(Records from a data collection)
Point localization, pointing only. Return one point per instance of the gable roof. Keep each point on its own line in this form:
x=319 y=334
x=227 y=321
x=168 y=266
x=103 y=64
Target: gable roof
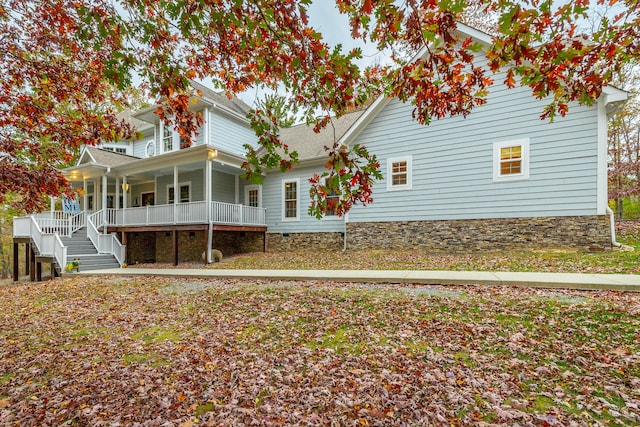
x=104 y=157
x=234 y=104
x=127 y=116
x=309 y=144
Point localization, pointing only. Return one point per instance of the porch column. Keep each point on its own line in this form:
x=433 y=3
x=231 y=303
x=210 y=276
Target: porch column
x=32 y=266
x=84 y=197
x=124 y=199
x=104 y=204
x=175 y=247
x=16 y=269
x=27 y=253
x=176 y=194
x=208 y=186
x=117 y=201
x=125 y=193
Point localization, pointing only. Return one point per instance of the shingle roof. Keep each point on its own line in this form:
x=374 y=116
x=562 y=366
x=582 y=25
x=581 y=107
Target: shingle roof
x=310 y=145
x=234 y=104
x=109 y=158
x=127 y=116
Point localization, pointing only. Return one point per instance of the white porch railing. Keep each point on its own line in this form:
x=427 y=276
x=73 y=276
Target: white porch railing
x=104 y=243
x=185 y=213
x=47 y=242
x=61 y=223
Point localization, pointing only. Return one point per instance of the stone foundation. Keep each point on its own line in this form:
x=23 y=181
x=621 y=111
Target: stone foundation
x=289 y=242
x=585 y=233
x=238 y=242
x=191 y=245
x=149 y=247
x=141 y=248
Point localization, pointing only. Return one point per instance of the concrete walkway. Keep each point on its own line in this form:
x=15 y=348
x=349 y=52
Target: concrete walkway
x=618 y=282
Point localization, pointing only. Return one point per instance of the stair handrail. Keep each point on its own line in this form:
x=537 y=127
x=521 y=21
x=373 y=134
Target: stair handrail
x=36 y=234
x=92 y=230
x=48 y=244
x=59 y=252
x=75 y=222
x=104 y=243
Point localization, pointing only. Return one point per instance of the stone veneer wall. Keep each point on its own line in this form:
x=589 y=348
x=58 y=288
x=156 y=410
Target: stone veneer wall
x=237 y=242
x=191 y=245
x=277 y=242
x=141 y=247
x=587 y=233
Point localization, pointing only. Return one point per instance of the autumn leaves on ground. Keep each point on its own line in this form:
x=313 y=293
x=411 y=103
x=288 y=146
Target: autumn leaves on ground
x=160 y=351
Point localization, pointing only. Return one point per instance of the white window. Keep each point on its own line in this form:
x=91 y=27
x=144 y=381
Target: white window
x=511 y=160
x=290 y=199
x=119 y=150
x=185 y=193
x=167 y=138
x=332 y=202
x=399 y=173
x=252 y=196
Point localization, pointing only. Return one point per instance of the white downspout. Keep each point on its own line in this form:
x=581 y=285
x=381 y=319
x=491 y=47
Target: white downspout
x=346 y=219
x=612 y=224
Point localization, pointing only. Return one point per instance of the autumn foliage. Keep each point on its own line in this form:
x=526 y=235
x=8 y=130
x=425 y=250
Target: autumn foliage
x=63 y=61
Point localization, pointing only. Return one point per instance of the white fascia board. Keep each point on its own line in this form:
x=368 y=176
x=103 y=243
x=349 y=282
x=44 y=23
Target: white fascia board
x=85 y=152
x=364 y=120
x=613 y=94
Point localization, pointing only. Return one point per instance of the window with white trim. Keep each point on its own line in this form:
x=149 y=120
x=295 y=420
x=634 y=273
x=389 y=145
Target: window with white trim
x=252 y=196
x=399 y=173
x=511 y=160
x=290 y=199
x=185 y=193
x=167 y=138
x=113 y=149
x=332 y=201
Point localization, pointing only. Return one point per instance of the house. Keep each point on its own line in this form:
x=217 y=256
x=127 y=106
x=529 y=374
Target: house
x=499 y=179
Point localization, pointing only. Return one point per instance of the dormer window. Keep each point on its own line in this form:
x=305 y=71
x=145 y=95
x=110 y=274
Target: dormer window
x=167 y=139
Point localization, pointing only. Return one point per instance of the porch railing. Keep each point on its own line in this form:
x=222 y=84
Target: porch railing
x=61 y=223
x=46 y=241
x=186 y=213
x=104 y=243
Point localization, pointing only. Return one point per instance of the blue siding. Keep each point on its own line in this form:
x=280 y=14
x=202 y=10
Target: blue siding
x=453 y=162
x=272 y=194
x=228 y=134
x=223 y=187
x=140 y=145
x=196 y=178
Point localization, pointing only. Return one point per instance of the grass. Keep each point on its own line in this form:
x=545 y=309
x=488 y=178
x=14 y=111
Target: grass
x=321 y=352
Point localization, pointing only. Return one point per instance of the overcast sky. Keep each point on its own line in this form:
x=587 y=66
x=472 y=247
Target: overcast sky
x=325 y=18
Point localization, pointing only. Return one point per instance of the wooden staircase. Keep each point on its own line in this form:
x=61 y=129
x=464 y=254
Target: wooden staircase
x=79 y=246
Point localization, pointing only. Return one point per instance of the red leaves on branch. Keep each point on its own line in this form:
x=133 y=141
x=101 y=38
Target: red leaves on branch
x=64 y=62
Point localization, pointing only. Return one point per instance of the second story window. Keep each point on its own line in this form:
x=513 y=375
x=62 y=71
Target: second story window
x=399 y=173
x=167 y=138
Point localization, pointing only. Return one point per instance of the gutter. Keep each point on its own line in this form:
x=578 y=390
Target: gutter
x=612 y=225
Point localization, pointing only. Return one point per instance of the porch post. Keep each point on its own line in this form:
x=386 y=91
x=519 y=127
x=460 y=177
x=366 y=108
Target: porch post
x=104 y=204
x=32 y=267
x=39 y=271
x=208 y=185
x=27 y=253
x=175 y=247
x=125 y=193
x=96 y=195
x=85 y=208
x=16 y=270
x=176 y=194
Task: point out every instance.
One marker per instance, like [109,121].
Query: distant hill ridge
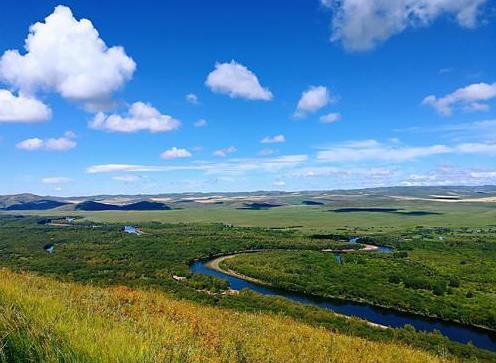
[143,205]
[240,200]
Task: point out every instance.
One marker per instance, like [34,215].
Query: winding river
[390,318]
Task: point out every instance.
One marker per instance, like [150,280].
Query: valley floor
[39,315]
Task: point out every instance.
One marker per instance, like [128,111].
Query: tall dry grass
[46,320]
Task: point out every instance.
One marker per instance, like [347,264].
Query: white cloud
[312,100]
[361,25]
[231,166]
[200,123]
[175,153]
[273,140]
[330,117]
[192,98]
[67,56]
[63,143]
[451,175]
[226,151]
[126,178]
[56,180]
[141,116]
[371,150]
[266,152]
[22,108]
[114,168]
[237,81]
[470,98]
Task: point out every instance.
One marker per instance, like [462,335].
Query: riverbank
[376,315]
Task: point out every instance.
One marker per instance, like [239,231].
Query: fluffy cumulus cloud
[200,123]
[312,100]
[330,117]
[273,140]
[361,25]
[67,56]
[63,143]
[470,98]
[237,81]
[140,117]
[192,98]
[226,151]
[22,108]
[175,153]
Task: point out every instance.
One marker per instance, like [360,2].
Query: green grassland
[312,218]
[44,320]
[453,279]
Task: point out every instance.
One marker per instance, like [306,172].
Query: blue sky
[245,95]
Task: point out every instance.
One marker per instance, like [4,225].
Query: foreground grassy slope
[45,320]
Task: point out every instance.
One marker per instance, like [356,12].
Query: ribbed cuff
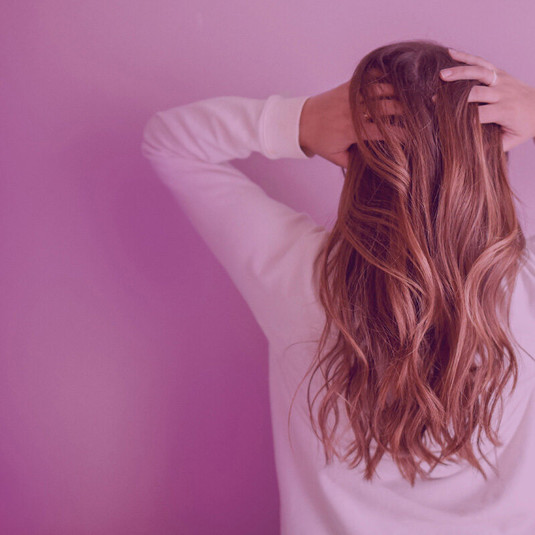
[279,127]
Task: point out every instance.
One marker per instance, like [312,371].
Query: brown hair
[417,274]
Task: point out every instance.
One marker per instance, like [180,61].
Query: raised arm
[263,244]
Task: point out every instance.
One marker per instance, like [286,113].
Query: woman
[411,288]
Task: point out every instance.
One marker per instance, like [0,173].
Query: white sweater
[267,249]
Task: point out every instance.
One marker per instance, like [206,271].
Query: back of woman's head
[417,274]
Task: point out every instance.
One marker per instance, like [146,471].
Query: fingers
[489,113]
[469,72]
[469,58]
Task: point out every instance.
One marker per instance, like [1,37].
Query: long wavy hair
[417,274]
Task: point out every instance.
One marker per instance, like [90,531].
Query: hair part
[416,276]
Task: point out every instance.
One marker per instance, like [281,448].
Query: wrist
[305,128]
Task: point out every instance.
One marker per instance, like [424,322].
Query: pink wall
[133,378]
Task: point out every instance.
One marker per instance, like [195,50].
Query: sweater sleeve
[265,246]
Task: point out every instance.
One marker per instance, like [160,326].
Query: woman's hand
[326,127]
[508,101]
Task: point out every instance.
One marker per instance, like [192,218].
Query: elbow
[153,140]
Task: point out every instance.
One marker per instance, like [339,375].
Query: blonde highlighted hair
[417,274]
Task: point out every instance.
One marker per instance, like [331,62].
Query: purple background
[133,378]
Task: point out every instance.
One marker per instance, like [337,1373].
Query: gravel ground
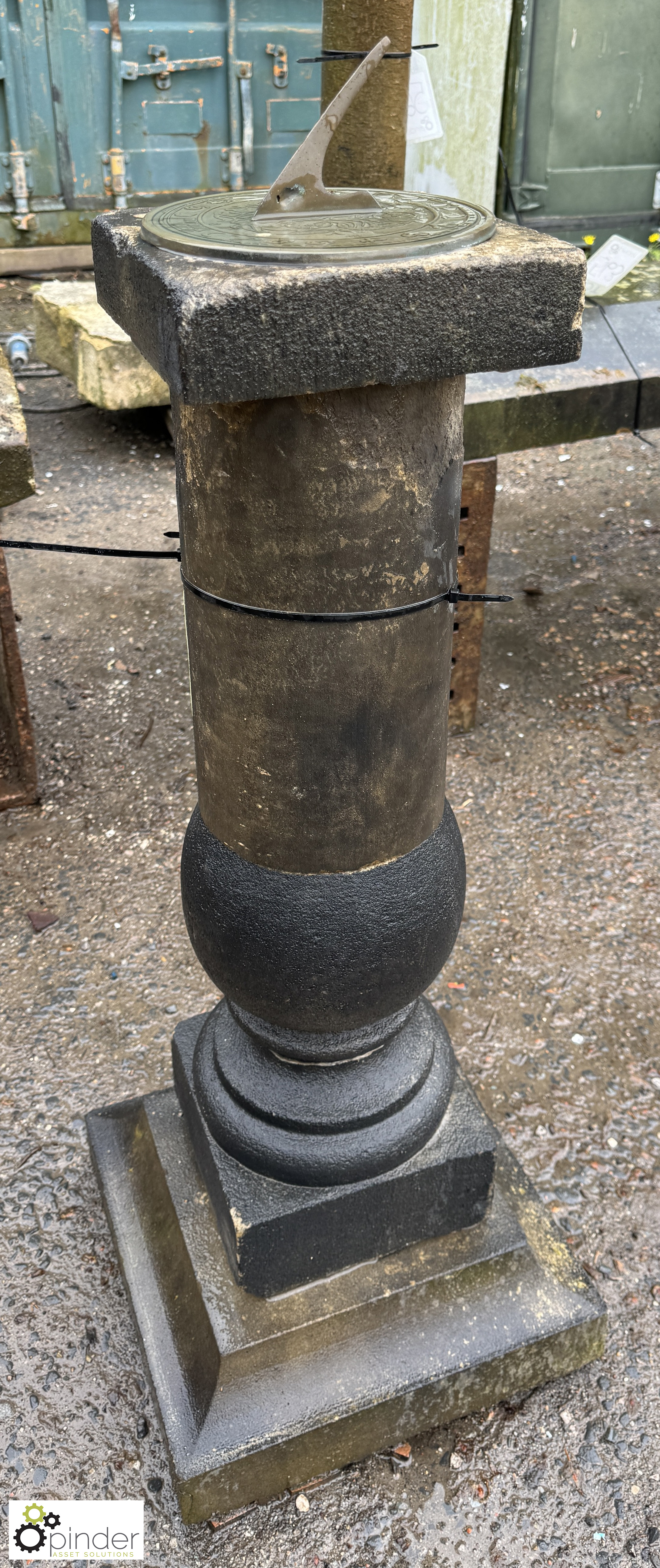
[549,998]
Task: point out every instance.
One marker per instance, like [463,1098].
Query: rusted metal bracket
[299,192]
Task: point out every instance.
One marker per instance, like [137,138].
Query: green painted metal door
[137,101]
[582,115]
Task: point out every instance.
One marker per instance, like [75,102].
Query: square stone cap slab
[222,332]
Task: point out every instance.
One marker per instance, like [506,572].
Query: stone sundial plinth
[325,1244]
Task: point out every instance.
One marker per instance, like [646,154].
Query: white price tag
[611,264]
[424,121]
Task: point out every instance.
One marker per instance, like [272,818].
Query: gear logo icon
[24,1537]
[34,1514]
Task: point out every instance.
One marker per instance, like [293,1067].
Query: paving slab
[507,411]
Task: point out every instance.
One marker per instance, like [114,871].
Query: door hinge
[280,65]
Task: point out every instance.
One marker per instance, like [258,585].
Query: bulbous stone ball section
[323,954]
[322,745]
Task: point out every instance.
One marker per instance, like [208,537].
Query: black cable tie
[357,54]
[451,597]
[87,550]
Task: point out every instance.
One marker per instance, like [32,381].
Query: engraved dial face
[408,223]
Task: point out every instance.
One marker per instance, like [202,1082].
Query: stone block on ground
[77,336]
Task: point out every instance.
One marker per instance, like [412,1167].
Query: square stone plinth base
[258,1395]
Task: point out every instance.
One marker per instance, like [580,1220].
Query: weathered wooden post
[370,1260]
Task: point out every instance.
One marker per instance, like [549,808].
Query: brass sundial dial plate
[402,223]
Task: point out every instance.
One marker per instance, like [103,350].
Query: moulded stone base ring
[323,1125]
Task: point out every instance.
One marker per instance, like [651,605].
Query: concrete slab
[261,1395]
[76,336]
[507,411]
[234,332]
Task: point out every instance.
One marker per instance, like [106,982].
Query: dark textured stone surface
[540,407]
[283,1235]
[256,1395]
[327,1123]
[223,332]
[637,328]
[323,952]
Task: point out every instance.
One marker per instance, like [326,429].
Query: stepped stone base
[258,1395]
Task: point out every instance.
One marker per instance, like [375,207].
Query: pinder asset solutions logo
[76,1531]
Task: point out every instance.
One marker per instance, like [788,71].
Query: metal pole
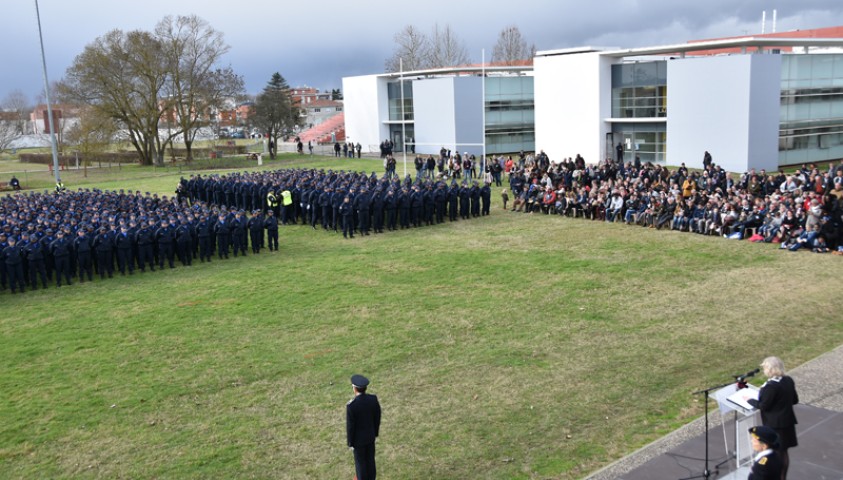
[47,94]
[403,123]
[483,101]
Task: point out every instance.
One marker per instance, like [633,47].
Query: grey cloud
[330,39]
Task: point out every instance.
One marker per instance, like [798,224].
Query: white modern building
[752,102]
[440,108]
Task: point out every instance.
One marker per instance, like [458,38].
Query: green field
[513,346]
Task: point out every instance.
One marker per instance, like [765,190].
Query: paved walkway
[819,382]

**Aim of the exercise:** Start with the first line of the records above and end with the line containing "the white window.". Output those lines exactly, pictures excluded.

**Expected answer:**
Point localization, pointing only. Return one point per instance of the gable roof. Keep each point on its own line in this form:
x=319 y=334
x=227 y=321
x=168 y=266
x=103 y=64
Target: gable roof
x=104 y=157
x=234 y=104
x=127 y=116
x=309 y=144
Point localization, pointing only. Return one point per instance of the porch column. Keep each point on its own line in this form:
x=433 y=3
x=231 y=303
x=210 y=276
Target: porch column
x=32 y=266
x=84 y=197
x=124 y=199
x=104 y=204
x=175 y=247
x=16 y=269
x=27 y=253
x=176 y=194
x=208 y=186
x=117 y=201
x=125 y=193
Point localization, pointing only. Return one point per instance of the shingle roof. Keep each point on its own line in this form:
x=374 y=116
x=562 y=366
x=582 y=25
x=581 y=107
Target: shingle roof
x=310 y=145
x=234 y=104
x=109 y=158
x=127 y=116
Point localization, pointing only. Return one point per instance of the white porch railing. Keep each point on its own line in this form:
x=427 y=276
x=73 y=276
Target: white porch railing
x=104 y=243
x=185 y=213
x=47 y=242
x=61 y=223
Point localization, pointing only. Return one point per instance of the stone foundation. Keep each point on its own line in this form:
x=23 y=181
x=621 y=111
Target: stone foundation
x=289 y=242
x=585 y=233
x=238 y=242
x=191 y=245
x=149 y=247
x=141 y=248
Point localization, pointing only. Return one point per instance of the concrete walkway. Keep each point on its own line in this form:
x=15 y=348
x=349 y=52
Target: concrete walkway
x=618 y=282
Point localization, pointing only. Return one point per instance of the stair handrail. Keep each point on its own line in this form:
x=537 y=127
x=521 y=21
x=373 y=134
Target: stair handrail
x=36 y=234
x=92 y=230
x=48 y=244
x=59 y=252
x=75 y=222
x=104 y=243
Point localization, pointing only. Return one point per instance of the stone veneer wall. Keep each point on its own line in this form:
x=589 y=348
x=58 y=288
x=156 y=410
Target: stone veneer wall
x=237 y=242
x=191 y=245
x=277 y=242
x=141 y=247
x=587 y=233
Point localization, pointing only. Return one point per instance of the autumn leaves on ground. Keep each point on its own line in this form:
x=313 y=293
x=411 y=103
x=288 y=146
Target: autumn leaves on ground
x=160 y=351
Point localization, pointing only. Return one point per instance of the white window. Keep each point on its own line in this form:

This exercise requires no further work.